__TASK DIRECTIONS__: Return each line below that contains the string "xmax". Case counts.

__RECORDS FOR THIS EXERCISE__:
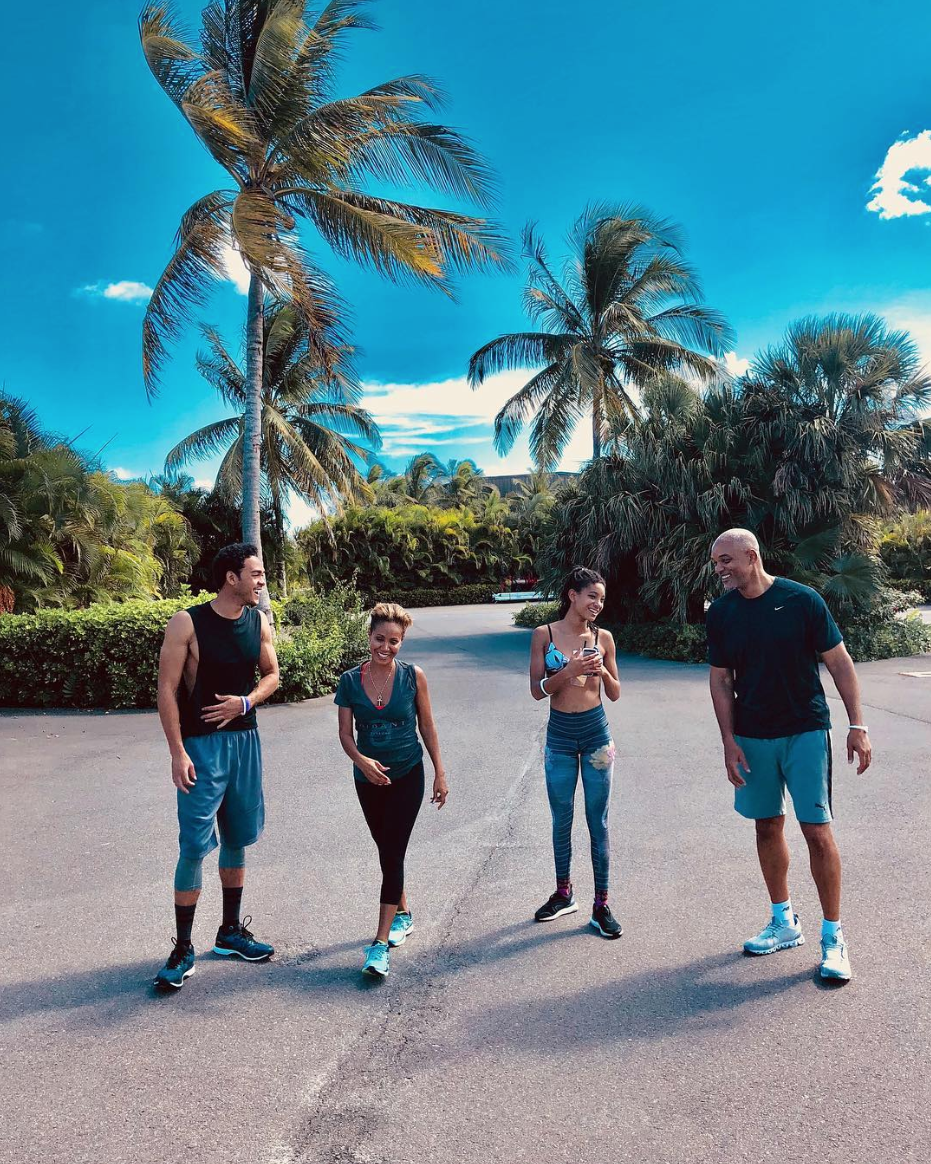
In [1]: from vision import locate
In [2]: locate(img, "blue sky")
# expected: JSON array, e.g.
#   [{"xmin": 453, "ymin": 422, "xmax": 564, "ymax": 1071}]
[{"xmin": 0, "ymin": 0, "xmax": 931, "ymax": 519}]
--
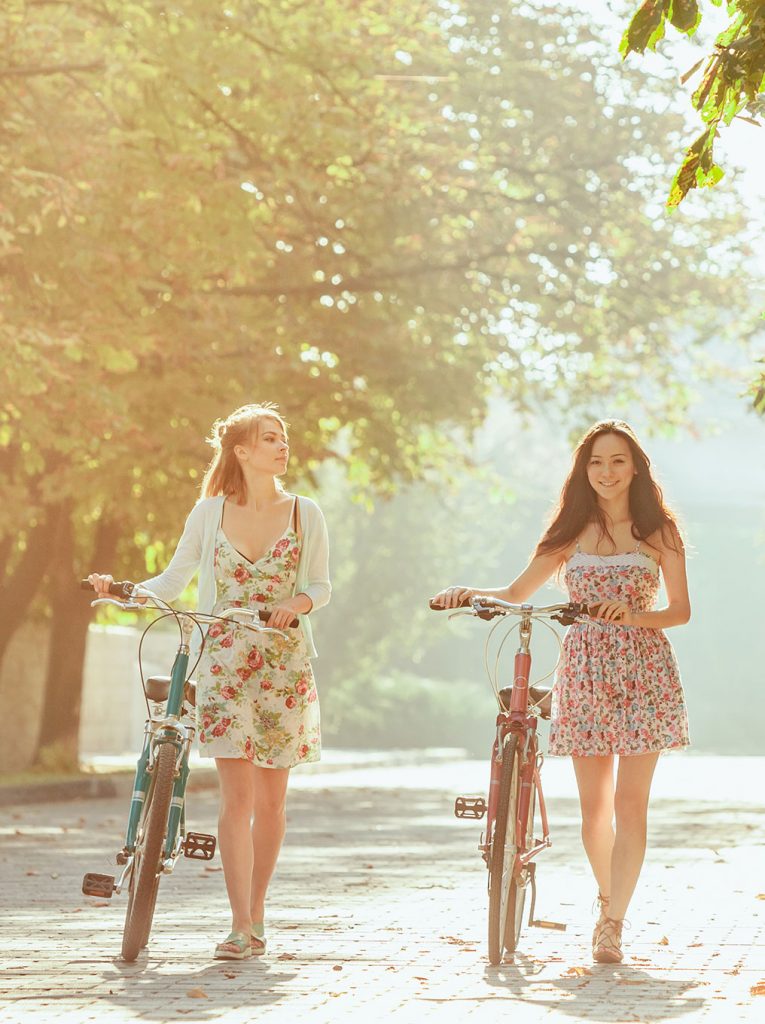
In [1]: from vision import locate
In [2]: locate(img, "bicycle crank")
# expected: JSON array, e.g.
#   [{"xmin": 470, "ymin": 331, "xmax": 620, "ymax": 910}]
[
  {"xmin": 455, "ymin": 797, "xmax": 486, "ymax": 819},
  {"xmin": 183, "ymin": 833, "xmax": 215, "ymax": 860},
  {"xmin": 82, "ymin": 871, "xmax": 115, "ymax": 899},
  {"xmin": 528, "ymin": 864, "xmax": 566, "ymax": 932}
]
...
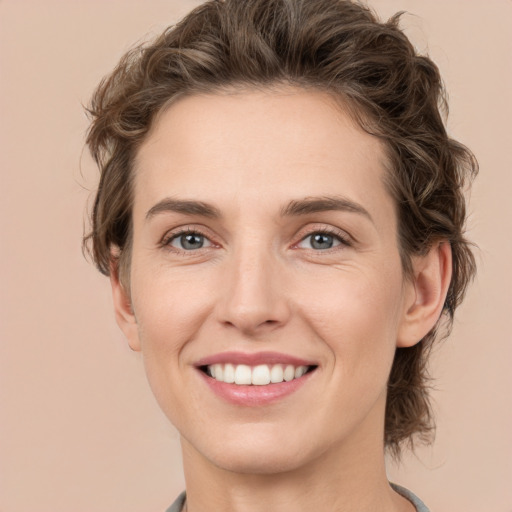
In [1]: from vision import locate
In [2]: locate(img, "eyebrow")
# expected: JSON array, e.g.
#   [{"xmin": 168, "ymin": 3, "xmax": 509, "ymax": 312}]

__EXPECTED ANSWER__:
#   [{"xmin": 453, "ymin": 422, "xmax": 564, "ymax": 1071}]
[{"xmin": 0, "ymin": 0, "xmax": 931, "ymax": 519}]
#   [{"xmin": 470, "ymin": 331, "xmax": 620, "ymax": 910}]
  {"xmin": 455, "ymin": 797, "xmax": 486, "ymax": 819},
  {"xmin": 183, "ymin": 833, "xmax": 215, "ymax": 860},
  {"xmin": 82, "ymin": 871, "xmax": 115, "ymax": 899},
  {"xmin": 528, "ymin": 864, "xmax": 566, "ymax": 932}
#   [{"xmin": 168, "ymin": 3, "xmax": 509, "ymax": 312}]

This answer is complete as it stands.